_Page text_
+--

Kindly suggest more performance test cases which can make findings concrete
or incase you feel
above is sufficient then please confirm.

With Regards,
Amit Kapila.

Re: Re: [WIP] Performance Improvement by reducing WAL for Update Operation

From

Amit Kapila

Date:

03 October 2012, 16:05:31

On Friday, September 28, 2012 7:03 PM Amit Kapila wrote:
> > On Thursday, September 27, 2012 6:39 PM Amit Kapila wrote:
> > > On Thursday, September 27, 2012 4:12 PM Heikki Linnakangas wrote:
> > > On 25.09.2012 18:27, Amit Kapila wrote:
> > > > If you feel it is must to do the comparison, we can do it in same
> > way
> > > > as we identify for HOT?
> > >
> 
> 
> > Now I shall do the various tests for following and post it here:
> > a. Attached Patch in the mode where it takes advantage of history
> > tuple b. By changing the logic for modified column calculation to use
> > calculation for memcmp()
> 
> 
> Attached documents contain data for following scenarios for both 'a' (LZ
> compression patch) and 'b' (modified wal patch) patches:
> 
> 1. Using fixed string (last few bytes are random) to update the column
> values.
>    Total record length = 1800
>    Updated columns length = 250
> 2. Using random string to update the column values
>    Total record length = 1800
>    Updated columns length = 250
> 
> Observations -
>  1. With both patches performance increase is very good .

+--

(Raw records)
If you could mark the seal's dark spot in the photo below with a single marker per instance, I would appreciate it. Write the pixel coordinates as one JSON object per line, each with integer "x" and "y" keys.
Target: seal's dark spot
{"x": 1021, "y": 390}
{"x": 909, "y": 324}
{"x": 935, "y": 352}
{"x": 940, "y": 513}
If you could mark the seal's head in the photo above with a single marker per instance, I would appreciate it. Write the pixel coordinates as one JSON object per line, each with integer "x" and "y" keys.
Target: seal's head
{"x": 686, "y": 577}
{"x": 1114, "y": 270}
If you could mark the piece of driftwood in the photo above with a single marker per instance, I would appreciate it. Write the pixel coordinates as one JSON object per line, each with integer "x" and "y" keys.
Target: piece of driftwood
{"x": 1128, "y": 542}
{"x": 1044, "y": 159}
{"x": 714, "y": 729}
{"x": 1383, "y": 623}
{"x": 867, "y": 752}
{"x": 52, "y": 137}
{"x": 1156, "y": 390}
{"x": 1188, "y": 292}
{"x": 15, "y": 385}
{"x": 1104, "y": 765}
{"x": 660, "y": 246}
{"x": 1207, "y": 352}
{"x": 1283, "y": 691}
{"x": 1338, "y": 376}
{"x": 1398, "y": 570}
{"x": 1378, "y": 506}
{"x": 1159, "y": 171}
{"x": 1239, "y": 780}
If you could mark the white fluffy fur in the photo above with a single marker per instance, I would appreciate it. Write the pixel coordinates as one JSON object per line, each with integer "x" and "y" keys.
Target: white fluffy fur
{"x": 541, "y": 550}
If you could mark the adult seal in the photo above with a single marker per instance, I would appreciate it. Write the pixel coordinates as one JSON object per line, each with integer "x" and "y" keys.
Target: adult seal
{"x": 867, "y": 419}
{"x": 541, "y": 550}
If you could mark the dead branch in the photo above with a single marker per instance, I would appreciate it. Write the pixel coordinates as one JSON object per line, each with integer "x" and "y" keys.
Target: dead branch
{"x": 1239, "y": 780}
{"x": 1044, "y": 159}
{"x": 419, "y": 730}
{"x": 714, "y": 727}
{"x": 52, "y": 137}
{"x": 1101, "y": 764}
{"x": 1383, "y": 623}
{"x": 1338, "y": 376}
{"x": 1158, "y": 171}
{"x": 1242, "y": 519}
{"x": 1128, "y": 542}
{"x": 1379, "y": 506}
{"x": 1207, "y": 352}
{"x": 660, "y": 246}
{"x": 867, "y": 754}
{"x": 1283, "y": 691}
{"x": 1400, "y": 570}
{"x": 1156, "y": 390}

+--

_Task details_
Answer these questions from the page text above:
(a) What date and time are given for the message from Amit Kapila?
(b) What name does the page text give to patch 'b'?
(c) What total record length is listed for the test scenarios?

_Solution to this task_
(a) 03 October 2012, 16:05:31
(b) The modified wal patch
(c) 1800